All of the data is to be copied word for word.

Supplied data below:

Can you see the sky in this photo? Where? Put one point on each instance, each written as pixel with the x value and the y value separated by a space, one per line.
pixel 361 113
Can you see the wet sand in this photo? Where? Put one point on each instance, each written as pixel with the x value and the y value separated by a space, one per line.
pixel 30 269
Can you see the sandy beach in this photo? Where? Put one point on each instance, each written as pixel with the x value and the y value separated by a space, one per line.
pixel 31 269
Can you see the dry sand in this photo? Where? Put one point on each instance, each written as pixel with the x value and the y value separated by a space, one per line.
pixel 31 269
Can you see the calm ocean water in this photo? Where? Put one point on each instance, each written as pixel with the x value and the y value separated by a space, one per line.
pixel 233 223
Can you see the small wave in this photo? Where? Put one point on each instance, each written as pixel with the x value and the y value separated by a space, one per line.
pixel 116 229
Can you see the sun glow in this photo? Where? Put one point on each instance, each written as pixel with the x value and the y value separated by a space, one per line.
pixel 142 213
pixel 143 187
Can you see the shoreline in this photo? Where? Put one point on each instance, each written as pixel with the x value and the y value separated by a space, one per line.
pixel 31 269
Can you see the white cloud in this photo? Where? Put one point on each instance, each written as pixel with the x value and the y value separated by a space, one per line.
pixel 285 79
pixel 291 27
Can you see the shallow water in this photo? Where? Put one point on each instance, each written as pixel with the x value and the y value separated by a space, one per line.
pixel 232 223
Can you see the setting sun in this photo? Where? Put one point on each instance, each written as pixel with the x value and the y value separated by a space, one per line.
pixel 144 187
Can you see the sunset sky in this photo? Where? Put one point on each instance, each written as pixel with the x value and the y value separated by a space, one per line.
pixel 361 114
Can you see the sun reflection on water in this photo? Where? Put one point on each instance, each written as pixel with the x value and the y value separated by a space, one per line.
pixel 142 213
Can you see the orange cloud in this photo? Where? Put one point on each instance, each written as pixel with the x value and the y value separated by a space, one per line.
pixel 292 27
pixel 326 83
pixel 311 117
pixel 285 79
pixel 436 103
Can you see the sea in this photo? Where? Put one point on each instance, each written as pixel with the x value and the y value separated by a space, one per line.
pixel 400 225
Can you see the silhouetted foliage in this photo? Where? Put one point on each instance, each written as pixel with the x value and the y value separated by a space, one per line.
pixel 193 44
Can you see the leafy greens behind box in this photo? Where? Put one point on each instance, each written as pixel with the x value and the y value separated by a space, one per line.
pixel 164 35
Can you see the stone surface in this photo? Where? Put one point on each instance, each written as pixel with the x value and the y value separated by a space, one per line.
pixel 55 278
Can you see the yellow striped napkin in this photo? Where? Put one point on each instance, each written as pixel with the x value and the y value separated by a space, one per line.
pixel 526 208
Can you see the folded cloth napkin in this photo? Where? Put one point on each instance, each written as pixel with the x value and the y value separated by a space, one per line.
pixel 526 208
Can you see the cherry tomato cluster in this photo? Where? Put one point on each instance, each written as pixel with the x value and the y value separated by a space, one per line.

End of Supplied data.

§ Solution for this task:
Can you see the sky in this photo? Where? Put one point on each instance, each written as pixel with the x value and the y value separated by a space, one per line.
pixel 361 113
Can you see the wet sand in this photo? Where? Put one point on each instance, each written as pixel with the x value and the y value separated by a space, one per line.
pixel 30 269
Can you see the sandy beach in this photo? Where? Put one point on each instance, each written as pixel with the x value and the y value separated by a space, one per line.
pixel 31 269
Can you see the dry sand in this photo? Where? Put one point on each instance, each written as pixel with the x value and the y value separated by a space, one per line.
pixel 31 269
Can you see the calm ocean water in this photo? Where? Put one point on each instance, each written as pixel with the x value and the y value separated by a space, one per line.
pixel 233 223
Can you see the small wave in this photo? Where? Put one point on each instance, each written as pixel with the x value and the y value separated by a space, one per line.
pixel 116 229
Can you see the sun glow in this photo? Where? Put one point on each instance, each written as pixel with the x value and the y value separated by a space, one per line.
pixel 142 213
pixel 143 187
Can you see the shoreline in this photo? Where? Put one point on each instance, each written as pixel with the x value and the y value separated by a space, one per line.
pixel 31 269
Can you see the white cloud in this photo? Where? Put one point on each instance, each written as pixel with the x value and the y value separated by a space, one per line.
pixel 285 79
pixel 291 27
Can you see the shallow water in this photo? Where? Put one point on each instance, each written as pixel with the x value and the y value separated by a space, one per line.
pixel 232 223
Can you see the setting sun in this photo? Where? Put one point on each instance, each written as pixel with the x value and the y value separated by a space, one per line.
pixel 144 187
Can you see the sunset sky in this photo? Where? Put one point on each instance, each written as pixel with the x value and the y value separated by a space, one per line.
pixel 361 114
Can you see the sun reflection on water in this photo? Where? Put one point on each instance, each written as pixel with the x value and the y value separated by a space, one per line.
pixel 142 213
Can you see the orange cloud in this photo? Where? Put one point on each instance, each written as pixel with the x value and the y value separated by a space, one per line.
pixel 292 27
pixel 326 83
pixel 311 117
pixel 285 79
pixel 436 103
Can you see the sea in this photo? Where? Put one point on each instance, each written as pixel with the x value and the y value separated by a space, one per line.
pixel 400 225
Can you see the silhouetted foliage in this photo? Where? Put one point on each instance, each written as pixel with the x value and the y value separated by a space, one per line.
pixel 193 44
Can you see the leafy greens behind box in this photo? Where? Put one point on each instance, each written as pixel with the x value and the y value separated by a space, one per line.
pixel 164 35
Can you see the stone surface in this photo? Where? Put one point on each instance, each written as pixel with the x value and the y value separated by a space, one per line.
pixel 55 278
Can you see the yellow striped napkin in this photo? Where? Put one point on each instance, each written as pixel with the x value and the y value separated by a space, one per line.
pixel 526 208
Can you see the folded cloth napkin in this photo? Where? Put one point on each instance, each written as pixel with the x value and the y value separated by a space, one per line.
pixel 526 208
Can you see the cherry tomato cluster in this photo? Where? Put one point on each instance, each written as pixel with the x value and the y value separated by a space, one per line.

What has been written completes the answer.